EXERCISE INSTRUCTIONS:
Reformat the entries from the line containing "Would you mind indicating the dentist's nose" through the end of the entries, inclusive, as a numbered list, omitting any blank lines.

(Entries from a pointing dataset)

------------

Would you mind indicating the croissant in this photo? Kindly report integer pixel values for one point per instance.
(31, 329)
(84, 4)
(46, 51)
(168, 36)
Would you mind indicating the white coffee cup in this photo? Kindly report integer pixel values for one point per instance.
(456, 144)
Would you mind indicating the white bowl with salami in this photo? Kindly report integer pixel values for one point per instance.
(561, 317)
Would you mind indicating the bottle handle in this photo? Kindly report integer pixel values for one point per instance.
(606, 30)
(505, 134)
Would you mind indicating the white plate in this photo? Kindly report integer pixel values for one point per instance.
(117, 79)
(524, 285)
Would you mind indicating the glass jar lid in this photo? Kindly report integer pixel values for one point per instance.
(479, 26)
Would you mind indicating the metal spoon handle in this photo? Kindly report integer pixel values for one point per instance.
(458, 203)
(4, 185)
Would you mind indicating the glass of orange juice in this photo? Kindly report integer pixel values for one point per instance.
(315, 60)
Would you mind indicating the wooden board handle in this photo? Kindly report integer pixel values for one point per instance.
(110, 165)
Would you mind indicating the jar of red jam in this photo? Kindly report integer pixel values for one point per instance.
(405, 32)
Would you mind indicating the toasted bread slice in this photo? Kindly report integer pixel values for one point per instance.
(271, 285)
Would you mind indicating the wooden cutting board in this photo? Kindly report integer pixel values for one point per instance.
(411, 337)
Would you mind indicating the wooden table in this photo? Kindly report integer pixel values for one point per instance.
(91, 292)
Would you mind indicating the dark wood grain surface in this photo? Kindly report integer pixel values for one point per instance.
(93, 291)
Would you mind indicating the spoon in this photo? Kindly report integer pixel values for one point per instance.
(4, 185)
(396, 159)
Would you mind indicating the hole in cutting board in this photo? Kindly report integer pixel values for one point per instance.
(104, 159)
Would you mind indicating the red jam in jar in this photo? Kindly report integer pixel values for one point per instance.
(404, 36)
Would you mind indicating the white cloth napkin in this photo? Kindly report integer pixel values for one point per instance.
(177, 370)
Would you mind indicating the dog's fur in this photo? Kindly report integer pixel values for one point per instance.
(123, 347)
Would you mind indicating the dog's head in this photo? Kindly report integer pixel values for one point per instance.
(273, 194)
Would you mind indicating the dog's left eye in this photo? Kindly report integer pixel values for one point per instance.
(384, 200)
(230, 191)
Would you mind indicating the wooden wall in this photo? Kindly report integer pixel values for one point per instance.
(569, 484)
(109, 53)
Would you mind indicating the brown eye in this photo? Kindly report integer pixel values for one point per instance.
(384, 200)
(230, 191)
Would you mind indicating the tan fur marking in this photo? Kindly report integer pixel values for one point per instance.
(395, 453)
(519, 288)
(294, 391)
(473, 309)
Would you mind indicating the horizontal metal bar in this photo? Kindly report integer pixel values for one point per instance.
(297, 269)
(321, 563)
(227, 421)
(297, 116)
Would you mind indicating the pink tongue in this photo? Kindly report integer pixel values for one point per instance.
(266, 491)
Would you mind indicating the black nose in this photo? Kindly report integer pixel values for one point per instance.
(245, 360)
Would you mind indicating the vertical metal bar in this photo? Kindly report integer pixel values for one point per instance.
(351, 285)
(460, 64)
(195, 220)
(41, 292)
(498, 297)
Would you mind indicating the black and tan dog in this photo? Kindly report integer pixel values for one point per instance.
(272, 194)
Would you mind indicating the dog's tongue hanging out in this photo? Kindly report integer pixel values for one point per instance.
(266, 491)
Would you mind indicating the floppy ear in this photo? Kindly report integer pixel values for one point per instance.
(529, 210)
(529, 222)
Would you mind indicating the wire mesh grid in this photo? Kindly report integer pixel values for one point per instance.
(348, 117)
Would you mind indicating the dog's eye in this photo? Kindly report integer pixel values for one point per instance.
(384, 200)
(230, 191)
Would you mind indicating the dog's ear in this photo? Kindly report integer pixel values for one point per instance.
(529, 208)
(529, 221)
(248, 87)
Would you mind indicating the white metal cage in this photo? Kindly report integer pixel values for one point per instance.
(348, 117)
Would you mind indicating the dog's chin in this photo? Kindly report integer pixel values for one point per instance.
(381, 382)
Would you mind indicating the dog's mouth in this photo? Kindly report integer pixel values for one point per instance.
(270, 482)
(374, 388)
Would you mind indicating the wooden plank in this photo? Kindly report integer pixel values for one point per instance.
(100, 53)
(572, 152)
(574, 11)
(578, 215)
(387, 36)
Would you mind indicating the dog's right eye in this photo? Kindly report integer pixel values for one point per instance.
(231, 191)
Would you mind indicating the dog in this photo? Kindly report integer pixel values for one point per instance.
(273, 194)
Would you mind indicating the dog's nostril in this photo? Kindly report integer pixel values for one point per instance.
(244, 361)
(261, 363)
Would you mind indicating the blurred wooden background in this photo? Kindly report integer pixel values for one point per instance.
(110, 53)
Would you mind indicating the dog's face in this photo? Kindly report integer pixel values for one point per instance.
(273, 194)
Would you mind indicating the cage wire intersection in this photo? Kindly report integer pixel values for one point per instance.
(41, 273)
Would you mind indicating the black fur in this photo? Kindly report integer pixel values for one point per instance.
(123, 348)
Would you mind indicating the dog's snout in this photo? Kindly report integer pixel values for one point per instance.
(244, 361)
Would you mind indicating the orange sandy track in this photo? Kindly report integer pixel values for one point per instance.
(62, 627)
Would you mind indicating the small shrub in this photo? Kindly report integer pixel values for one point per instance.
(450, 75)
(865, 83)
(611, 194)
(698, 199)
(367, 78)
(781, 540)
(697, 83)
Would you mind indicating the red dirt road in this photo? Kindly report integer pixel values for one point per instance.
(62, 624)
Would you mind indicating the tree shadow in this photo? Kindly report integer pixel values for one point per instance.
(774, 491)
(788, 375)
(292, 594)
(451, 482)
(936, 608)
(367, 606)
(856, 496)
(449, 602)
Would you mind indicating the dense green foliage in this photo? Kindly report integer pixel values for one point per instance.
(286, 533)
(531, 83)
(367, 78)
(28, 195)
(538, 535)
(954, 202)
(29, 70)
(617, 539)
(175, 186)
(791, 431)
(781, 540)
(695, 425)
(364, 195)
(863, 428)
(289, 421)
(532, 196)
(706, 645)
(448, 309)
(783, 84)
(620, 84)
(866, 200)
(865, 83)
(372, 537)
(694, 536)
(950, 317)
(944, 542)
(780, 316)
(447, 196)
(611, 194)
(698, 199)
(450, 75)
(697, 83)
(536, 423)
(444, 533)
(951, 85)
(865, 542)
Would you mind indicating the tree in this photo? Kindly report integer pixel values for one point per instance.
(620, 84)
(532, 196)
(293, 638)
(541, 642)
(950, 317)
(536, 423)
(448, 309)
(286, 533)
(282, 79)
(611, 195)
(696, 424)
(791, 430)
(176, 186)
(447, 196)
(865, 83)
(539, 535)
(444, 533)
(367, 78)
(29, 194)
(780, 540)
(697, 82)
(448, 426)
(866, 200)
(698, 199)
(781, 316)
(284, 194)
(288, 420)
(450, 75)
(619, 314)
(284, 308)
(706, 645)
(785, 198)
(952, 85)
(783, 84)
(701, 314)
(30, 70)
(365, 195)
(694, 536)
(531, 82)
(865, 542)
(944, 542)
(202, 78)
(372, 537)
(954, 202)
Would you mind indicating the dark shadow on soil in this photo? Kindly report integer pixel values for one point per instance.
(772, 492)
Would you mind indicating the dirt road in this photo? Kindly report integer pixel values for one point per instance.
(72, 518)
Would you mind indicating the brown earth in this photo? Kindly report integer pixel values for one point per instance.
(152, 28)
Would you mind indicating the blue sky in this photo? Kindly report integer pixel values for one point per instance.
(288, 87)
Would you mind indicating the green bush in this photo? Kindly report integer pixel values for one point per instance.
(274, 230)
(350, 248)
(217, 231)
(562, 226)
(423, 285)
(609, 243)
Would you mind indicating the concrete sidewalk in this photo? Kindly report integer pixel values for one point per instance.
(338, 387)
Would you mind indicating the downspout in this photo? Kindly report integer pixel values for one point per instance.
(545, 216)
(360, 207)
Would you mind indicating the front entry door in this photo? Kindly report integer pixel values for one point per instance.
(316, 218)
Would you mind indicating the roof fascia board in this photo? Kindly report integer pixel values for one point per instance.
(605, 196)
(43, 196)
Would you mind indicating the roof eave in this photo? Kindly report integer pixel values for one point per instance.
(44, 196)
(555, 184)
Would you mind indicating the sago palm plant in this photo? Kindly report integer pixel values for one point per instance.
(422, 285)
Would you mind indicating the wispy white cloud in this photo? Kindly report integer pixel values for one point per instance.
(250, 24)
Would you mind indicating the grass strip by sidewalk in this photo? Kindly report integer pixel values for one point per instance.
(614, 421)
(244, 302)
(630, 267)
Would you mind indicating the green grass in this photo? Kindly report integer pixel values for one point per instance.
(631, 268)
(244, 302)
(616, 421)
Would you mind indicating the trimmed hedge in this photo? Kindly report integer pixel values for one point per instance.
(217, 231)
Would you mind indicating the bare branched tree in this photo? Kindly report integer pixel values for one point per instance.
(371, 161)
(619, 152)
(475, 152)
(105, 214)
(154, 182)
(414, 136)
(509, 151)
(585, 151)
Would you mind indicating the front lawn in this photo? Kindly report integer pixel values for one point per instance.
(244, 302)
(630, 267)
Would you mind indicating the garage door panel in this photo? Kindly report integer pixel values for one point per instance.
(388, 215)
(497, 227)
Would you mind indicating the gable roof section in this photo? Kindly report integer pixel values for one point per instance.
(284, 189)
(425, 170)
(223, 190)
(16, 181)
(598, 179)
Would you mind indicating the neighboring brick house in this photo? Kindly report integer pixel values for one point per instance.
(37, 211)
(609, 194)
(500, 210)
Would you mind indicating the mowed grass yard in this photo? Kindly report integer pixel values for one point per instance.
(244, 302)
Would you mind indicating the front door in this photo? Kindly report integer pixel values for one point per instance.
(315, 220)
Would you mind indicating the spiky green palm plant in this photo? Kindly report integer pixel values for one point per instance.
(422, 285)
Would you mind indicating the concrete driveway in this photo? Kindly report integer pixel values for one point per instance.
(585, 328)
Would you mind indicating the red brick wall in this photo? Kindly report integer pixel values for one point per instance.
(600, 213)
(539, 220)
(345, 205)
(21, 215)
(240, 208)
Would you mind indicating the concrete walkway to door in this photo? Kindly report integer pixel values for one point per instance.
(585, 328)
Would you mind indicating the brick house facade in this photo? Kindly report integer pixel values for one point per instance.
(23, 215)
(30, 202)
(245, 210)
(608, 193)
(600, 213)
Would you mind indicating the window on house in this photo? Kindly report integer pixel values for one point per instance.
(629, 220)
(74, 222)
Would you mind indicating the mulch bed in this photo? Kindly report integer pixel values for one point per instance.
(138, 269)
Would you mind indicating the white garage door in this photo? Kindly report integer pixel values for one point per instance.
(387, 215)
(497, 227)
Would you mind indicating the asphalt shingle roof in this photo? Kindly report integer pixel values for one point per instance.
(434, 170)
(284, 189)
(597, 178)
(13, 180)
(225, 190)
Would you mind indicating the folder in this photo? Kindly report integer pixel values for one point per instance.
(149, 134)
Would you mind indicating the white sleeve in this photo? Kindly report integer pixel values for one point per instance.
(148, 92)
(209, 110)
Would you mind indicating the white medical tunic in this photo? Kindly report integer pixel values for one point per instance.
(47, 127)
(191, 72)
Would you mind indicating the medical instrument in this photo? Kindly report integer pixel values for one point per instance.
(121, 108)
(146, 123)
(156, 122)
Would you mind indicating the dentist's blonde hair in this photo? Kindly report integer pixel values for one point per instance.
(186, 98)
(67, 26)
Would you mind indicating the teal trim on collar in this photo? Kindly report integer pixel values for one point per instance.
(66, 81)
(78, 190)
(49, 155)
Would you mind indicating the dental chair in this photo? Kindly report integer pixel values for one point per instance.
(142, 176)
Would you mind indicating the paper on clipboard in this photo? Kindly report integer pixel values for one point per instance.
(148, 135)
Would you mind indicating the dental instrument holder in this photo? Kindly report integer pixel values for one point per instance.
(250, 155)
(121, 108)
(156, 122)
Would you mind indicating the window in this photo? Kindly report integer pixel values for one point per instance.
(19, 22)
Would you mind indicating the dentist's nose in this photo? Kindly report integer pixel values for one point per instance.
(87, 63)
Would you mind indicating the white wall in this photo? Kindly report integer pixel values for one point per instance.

------------

ANSWER FOR THIS EXERCISE:
1. Would you mind indicating the dentist's nose in this photo? Kindly report integer pixel values for one point per instance.
2. (87, 63)
3. Would you mind indicating the white wall in this photo? Kindly report integer pixel values for one point per instance.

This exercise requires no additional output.